Start of RECORDS SUPPLIED

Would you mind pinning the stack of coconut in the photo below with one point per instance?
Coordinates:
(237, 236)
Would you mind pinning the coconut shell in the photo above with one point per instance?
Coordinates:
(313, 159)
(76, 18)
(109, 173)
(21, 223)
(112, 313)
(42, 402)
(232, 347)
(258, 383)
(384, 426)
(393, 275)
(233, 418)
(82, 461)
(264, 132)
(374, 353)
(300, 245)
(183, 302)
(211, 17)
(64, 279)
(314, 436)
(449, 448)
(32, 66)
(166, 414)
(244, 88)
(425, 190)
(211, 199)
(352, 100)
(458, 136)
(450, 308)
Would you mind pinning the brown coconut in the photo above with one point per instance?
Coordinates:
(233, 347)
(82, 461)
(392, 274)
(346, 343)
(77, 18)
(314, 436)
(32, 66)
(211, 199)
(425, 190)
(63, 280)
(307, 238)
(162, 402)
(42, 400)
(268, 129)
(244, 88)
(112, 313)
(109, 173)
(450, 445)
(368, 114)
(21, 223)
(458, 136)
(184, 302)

End of RECORDS SUPPLIED

ABOUT THIS TASK - Go through the listing above and list every line that has the word "photo".

SOLUTION FOR THIS EXERCISE -
Would you mind pinning the stack of coconut in the photo below with one point per instance?
Would you mind pinning the coconut shell in the photo above with one point per instance?
Would you mind pinning the brown coconut in the photo above with one point per instance?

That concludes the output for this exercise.